**Extrait du texte**.
Vente immobilière et obligation de délivrance

 

Cour de cassation - Chambre civile 3

  • N° de pourvoi : 23-17.751
  • ECLI:FR:CCASS:2025:C300389
  • Non publié au bulletin
  • Solution : Cassation

Audience publique du jeudi 11 septembre 2025

Décision attaquée : Cour d'appel de Paris, du 18 novembre 2022

Président

Mme Teiller (présidente)

Avocat(s)

SAS Boulloche, Colin, Stoclet et Associés, SCP Krivine et Viaud

Texte intégral

RÉPUBLIQUE FRANCAISE
AU NOM DU PEUPLE FRANCAIS
 

LA COUR DE CASSATION, TROISIÈME CHAMBRE CIVILE, a rendu l'arrêt suivant :

CIV. 3

CL



COUR DE CASSATION
______________________


Arrêt du 11 septembre 2025




Cassation


Mme TEILLER, présidente



Arrêt n° 389 F-D

Pourvoi n° V 23-17.751




R É P U B L I Q U E F R A N Ç A I S E

_________________________

AU NOM DU PEUPLE FRANÇAIS
_________________________


ARRÊT DE LA COUR DE CASSATION, TROISIÈME CHAMBRE CIVILE, DU 11 SEPTEMBRE 2025

1°/ M. [F] [Z],

2°/ Mme [R] [I],

tous deux domiciliés [Adresse 1],

ont formé le pourvoi n° V 23-17.751 contre l'arrêt rendu le 18 novembre 2022 par la cour d'appel de Paris (pôle 4, chambre 1), dans le litige les opposant :

1°/ à M. [P] [X],

2°/ à Mme [W] [O],

tous deux domiciliés [Adresse 2],

défendeurs à la cassation.

**Consignes de travail**.
a) Indiquez si chacune des affirmations suivantes concorde avec l'arrêt de la Cour de cassation, en répondant par oui ou par non et en citant les mots décisifs de l'arrêt. (i) La décision attaquée a été rendue par la cour d'appel de Paris le 18 novembre 2022. (ii) L'arrêt est publié au bulletin. (iii) La solution retenue est un rejet.
b) Donnez la suite de l'arrêt de la Cour de cassation à partir de la fin de la phrase « défendeurs à la cassation. ».

**Données de travail**.
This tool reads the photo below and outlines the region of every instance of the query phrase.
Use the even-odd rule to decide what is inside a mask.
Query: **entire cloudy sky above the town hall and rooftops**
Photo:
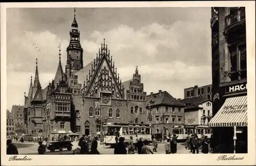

* * *

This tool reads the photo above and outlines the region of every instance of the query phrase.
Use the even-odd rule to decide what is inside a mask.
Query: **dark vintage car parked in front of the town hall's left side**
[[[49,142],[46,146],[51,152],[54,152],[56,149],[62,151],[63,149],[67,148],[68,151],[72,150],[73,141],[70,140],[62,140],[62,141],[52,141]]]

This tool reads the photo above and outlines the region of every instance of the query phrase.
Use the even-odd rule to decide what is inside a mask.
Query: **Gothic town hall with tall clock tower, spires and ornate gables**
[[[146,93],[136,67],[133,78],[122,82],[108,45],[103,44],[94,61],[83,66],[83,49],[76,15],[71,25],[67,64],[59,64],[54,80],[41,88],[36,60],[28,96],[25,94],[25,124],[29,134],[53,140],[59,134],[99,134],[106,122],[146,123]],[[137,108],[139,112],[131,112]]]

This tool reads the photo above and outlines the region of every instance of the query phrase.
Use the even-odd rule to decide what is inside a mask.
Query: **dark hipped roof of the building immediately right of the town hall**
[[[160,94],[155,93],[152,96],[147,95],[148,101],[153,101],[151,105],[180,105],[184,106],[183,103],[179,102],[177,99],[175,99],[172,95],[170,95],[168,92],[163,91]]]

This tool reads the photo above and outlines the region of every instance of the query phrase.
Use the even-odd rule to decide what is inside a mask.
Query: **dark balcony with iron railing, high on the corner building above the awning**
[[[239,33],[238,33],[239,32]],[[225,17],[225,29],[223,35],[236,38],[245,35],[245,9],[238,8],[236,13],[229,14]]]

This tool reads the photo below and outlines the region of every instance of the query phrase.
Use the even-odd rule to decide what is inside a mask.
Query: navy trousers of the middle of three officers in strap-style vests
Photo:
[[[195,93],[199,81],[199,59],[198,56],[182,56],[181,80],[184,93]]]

**Réponses ordonnées**.
a)
(i) Oui : « Décision attaquée : Cour d'appel de Paris, du 18 novembre 2022 ».
(ii) Non : « Non publié au bulletin ».
(iii) Non : « Solution : Cassation ».

b)
M. [X] et Mme [O] ont formé un pourvoi incident éventuel contre le même arrêt.




Les demandeurs au pourvoi principal invoquent, à l'appui de leur recours, trois moyens de cassation.

Les demandeurs au pourvoi incident éventuel invoquent, à l'appui de leur recours, un moyen de cassation.

Le dossier a été communiqué au procureur général.

Sur le rapport de Mme Guillaudier, conseillère, les observations de la SCP Krivine et Viaud, avocat de M. [Z] et de Mme [I], de la SAS Boulloche, Colin, Stoclet et Associés, avocat de M. [X] et de Mme [O], après débats en l'audience publique du 11 juin 2025 où étaient présents Mme Teiller, présidente, Mme Guillaudier, conseillère rapporteure, M. Boyer, conseiller doyen, et Mme Maréville, greffière de chambre,

la troisième chambre civile de la Cour de cassation, composée de la présidente et conseillers précités, après en avoir délibéré conformément à la loi, a rendu le présent arrêt.

Faits et procédure

1. Selon l'arrêt attaqué (Paris, 18 novembre 2022), par acte authentique du 16 mai 2013, M. [X] et Mme [O] (les vendeurs) ont vendu des lots de copropriété d'un immeuble à M. [Z] et Mme [I] (les acquéreurs).

2. Ayant découvert après la vente que des travaux avaient été réalisés dans l'immeuble sans permis de construire préalable, les acquéreurs ont assigné les vendeurs en réparation de leurs préjudices sur le fondement de l'obligation de délivrance.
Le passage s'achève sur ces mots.